• To-do list:
1/ Repeat the Lucene mailing list post below from "In the end I" up to and including "to be stored.".
2/ Translate this sentence from the Lucene mailing list post below into Spanish: "The first method returns my subclass of Reader with metadata, and the second returns the value to be stored."
3/ In the Lucene mailing list post below, which class is described as responsible for storing field values?
# start of Text excerpt
You are viewing a plain text version of this content. The canonical link for it is here.

Posted to dev@lucene.apache.org by Andrzej Bialecki <ab...@getopt.org> on 2008/08/27 16:47:30 UTC

Analyzer and Fieldable, different stored and indexed values

Hi all,

I recently had a situation where I had to pass some metadata information 
to Analyzer. This metadata was specific to a Document instance (short 
story is that the analysis of some fields depended on data coming from 
other fields, and the number of possible values was too big to use 
separate fields for each combination).

It would be nice to have an Analyzer.tokenStream(String fieldName, Field 
f), or even better tokenStream(String fieldName, Document doc) ... but 
probably it's too intrusive to change this. Although I would be happy to 
have tokenStream(String, Fieldable), because then I could provide my own 
Fieldable with metadata.

In the meantime, having neither option, I came up with an idea: I will 
use a subclass of Reader, and attach my metadata there, and then use 
this Reader when creating a Field. However, I quickly discovered that if 
you set a Reader on a Field, this field automatically becomes un-stored 
- not what I wanted ... Field is declared final, so no luck there.

In the end I implemented a Fieldable, which sort of breaks the contract 
for Fieldable - but it works :) . Namely, my Fieldable returns both 
readerValue() and stringValue(). The first method returns my subclass of 
Reader with metadata, and the second returns the value to be stored.

The reason why it works is that DocInverterPerField first checks the 
tokenStreamValue, then the readerValue, and only then the stringValue 
that it converts to a Reader - so in my case it uses the supplied 
readerValue. At the same time, FieldsWriter, which is responsible for 
storing field values, uses just the stringValue (or binaryValue, but 
that wasn't relevant to my case), which is also set to non-null.

So, here are my thoughts on this, and I'd appreciate any comments on this:

* is this a justified use of the API? it works, at least at the moment 
;) and I couldn't find any other way to accomplish this task.

* could we perhaps relax the restriction on Fieldable so that it can 
return non-null values from more than one method, and clearly document 
in what sequence they are processed? This is already hinted at in the 
javadoc.

* I propose to add a new API to Analyzer:

   public TokenStream tokenStream(String fieldName, Fieldable field);

to support use cases like the one I described above. The default 
implementation could be something like this:

   public TokenStream tokenStream(String fieldName, Fieldable field) {
	Reader r = field.readerValue();
	if (r == null) {
		String s = field.stringValue();
		r = new StringReader(s);
	}
	return tokenStream(fieldName, r);
   }


-- 
Best regards,
Andrzej Bialecki     <><
  ___. ___ ___ ___ _ _   __________________________________
[__ || __|__/|__||\/|  Information Retrieval, Semantic Web
___|||__||  \|  ||  |  Embedded Unix, System Integration
http://www.sigram.com  Contact: info at sigram dot com


---------------------------------------------------------------------
To unsubscribe, e-mail: java-dev-unsubscribe@lucene.apache.org
For additional commands, e-mail: java-dev-help@lucene.apache.org

Re: Analyzer and Fieldable, different stored and indexed values

Posted by Andrzej Bialecki <ab...@getopt.org>.

Grant Ingersoll wrote:
> If I'm understanding correctly...
# end of Text excerpt
# start of Dataset section
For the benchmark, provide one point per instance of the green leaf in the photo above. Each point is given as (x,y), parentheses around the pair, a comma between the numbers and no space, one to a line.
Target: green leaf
# end of Dataset section
• Written responses:
1/
In the end I implemented a Fieldable, which sort of breaks the contract 
for Fieldable - but it works :) . Namely, my Fieldable returns both 
readerValue() and stringValue(). The first method returns my subclass of 
Reader with metadata, and the second returns the value to be stored.

2/ El primer método devuelve mi subclase de Reader con metadatos, y el segundo devuelve el valor que se va a almacenar.

3/ FieldsWriter